Stored data entries
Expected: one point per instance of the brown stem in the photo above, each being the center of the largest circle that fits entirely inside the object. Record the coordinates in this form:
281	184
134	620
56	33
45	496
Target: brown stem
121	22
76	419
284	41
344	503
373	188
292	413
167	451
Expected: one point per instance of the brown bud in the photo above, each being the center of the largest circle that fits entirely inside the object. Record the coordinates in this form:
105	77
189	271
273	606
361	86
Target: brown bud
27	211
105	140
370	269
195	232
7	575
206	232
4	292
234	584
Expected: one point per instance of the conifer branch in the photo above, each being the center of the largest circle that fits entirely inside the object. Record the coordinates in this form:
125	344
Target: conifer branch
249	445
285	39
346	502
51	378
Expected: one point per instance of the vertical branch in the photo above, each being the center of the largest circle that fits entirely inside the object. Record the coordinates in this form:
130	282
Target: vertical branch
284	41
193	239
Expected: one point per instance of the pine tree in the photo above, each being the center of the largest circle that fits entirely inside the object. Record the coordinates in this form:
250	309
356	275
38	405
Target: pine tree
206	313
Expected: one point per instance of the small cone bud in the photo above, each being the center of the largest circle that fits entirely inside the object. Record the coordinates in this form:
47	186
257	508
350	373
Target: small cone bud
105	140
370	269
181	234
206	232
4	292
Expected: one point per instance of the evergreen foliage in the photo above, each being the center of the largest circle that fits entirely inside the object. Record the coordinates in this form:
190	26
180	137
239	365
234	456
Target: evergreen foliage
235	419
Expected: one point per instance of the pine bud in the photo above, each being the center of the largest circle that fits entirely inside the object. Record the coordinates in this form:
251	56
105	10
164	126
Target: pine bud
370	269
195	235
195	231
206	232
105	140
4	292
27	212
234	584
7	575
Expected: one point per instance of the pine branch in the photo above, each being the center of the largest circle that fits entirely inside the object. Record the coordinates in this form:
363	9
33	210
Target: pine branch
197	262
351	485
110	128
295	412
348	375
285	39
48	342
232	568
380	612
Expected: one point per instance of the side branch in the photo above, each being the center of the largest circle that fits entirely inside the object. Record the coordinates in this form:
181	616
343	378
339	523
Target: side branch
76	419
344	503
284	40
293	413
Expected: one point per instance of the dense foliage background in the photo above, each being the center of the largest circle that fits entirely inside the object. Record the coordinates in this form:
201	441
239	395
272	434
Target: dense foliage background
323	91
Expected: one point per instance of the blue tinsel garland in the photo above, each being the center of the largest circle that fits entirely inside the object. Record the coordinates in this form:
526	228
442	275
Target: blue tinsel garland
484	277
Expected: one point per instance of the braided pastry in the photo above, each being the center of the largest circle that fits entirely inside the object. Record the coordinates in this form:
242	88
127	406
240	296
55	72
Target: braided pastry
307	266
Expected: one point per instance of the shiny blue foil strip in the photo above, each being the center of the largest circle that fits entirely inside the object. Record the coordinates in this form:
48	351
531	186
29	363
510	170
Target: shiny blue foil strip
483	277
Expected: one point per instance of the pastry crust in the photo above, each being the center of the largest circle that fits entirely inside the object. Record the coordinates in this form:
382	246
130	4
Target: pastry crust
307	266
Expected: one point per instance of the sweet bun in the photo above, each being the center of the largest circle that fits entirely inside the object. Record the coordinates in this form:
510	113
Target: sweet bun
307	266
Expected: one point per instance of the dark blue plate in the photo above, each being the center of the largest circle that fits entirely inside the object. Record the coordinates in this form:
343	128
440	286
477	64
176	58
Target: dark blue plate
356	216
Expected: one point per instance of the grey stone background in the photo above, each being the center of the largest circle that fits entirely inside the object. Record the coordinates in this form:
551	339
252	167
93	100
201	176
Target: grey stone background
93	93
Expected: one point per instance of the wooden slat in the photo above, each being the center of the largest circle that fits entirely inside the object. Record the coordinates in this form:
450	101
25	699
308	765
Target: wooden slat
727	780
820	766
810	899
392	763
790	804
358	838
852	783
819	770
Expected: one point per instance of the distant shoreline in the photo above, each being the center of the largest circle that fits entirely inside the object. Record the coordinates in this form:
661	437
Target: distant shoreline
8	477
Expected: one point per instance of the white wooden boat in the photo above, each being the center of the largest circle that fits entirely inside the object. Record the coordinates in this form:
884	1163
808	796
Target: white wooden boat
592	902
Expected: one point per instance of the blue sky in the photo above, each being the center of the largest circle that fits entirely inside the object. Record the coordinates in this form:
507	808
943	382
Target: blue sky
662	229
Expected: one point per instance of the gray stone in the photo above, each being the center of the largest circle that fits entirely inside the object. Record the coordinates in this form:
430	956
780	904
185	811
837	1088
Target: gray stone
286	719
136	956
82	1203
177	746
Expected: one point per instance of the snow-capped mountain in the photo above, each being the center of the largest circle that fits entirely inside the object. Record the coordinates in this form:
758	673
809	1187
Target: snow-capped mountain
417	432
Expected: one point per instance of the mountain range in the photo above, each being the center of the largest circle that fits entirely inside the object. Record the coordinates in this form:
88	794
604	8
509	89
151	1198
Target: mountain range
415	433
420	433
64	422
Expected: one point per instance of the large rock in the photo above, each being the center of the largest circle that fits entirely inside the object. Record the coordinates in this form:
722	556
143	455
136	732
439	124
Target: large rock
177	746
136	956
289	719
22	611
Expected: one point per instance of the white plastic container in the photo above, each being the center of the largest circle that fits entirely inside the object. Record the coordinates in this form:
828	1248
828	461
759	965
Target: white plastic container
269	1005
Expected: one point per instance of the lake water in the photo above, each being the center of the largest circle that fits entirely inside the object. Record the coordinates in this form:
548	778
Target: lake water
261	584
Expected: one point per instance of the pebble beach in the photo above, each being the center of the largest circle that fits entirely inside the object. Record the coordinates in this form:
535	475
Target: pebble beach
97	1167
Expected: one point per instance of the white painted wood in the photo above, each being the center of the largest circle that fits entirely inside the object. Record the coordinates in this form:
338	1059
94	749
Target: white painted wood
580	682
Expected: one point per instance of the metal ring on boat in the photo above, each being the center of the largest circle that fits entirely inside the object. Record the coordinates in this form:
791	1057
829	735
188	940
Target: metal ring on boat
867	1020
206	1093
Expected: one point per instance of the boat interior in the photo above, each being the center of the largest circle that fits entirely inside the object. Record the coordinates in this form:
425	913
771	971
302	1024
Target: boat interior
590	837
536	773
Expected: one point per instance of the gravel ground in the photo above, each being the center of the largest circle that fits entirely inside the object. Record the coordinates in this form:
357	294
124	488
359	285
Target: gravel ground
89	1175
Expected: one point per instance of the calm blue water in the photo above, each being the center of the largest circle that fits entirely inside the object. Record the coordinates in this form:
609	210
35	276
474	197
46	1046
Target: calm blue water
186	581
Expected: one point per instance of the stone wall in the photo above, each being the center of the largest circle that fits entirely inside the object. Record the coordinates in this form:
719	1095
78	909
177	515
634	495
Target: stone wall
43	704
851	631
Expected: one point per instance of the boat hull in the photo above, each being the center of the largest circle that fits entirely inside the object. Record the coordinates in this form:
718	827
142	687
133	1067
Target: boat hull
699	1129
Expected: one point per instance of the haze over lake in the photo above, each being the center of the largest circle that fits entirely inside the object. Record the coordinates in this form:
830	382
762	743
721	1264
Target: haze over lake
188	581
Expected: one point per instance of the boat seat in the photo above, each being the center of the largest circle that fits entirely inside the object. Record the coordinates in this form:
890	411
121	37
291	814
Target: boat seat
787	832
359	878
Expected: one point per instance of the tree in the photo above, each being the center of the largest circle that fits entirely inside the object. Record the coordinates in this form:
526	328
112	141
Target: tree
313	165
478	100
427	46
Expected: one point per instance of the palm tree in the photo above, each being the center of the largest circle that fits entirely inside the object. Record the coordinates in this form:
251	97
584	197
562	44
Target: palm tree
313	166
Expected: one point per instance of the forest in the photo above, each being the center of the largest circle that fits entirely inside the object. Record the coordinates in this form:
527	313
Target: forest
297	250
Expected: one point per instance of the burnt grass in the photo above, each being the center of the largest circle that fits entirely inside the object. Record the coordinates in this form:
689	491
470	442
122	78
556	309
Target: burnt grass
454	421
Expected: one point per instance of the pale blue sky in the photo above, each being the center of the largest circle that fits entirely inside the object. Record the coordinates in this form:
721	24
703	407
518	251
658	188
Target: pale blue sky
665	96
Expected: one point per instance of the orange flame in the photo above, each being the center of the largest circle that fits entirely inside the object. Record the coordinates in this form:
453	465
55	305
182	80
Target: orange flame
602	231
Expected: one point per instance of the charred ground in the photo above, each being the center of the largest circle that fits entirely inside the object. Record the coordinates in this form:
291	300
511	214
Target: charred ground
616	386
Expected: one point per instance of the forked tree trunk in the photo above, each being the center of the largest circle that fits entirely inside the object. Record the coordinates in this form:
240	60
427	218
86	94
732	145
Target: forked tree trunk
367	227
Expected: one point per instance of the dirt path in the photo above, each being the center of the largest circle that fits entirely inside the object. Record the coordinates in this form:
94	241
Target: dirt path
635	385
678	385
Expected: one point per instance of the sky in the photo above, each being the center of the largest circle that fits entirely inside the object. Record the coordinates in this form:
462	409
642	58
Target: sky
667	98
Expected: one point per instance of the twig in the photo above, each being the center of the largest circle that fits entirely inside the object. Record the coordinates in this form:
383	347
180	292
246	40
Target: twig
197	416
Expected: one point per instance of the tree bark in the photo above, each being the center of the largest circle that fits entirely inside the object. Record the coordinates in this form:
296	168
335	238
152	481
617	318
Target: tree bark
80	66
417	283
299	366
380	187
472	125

What this task involves
Copy each line exactly, beginning at the one with "Expected: one point per instance of the charred" and stopping after the last line of the entries. Include nothing else.

Written answer
Expected: one point per instance of the charred ground in the photo above, each being the center of the largest circle that fits entirely inside the object. Record the coordinates in this form:
291	300
511	214
Target: charred ground
616	386
Expected: one point per instance of the forked tree trunk in the photo above, each being the center of the largest circle that fits entirely inside the object. Record the coordinates in this form:
240	60
427	218
86	94
732	145
Target: forked tree trunk
367	227
Expected: one point per instance of the dirt path in the photo above, each being the center of the largest circle that fits entirely inside the object. Record the coordinates in this form:
94	241
Target: dirt path
635	385
678	385
Expected: one point per instance of the sky in the photo above, each being the center of the largest circle that fits entirely inside the object. Record the coordinates in this form:
462	409
642	58
Target: sky
667	98
Expected: one point per instance of the twig in the photo above, each being the center of the largest circle that fits entirely inside the object. Record the coordinates in this form:
383	347
180	292
246	40
Target: twig
197	416
Expected: one point per instance of the tree bark in the photo above, each being the center of the largest circle that fits entirely inside the object. Record the coordinates in this form:
296	168
335	238
152	481
617	318
Target: tree bark
80	66
417	283
299	366
380	187
472	125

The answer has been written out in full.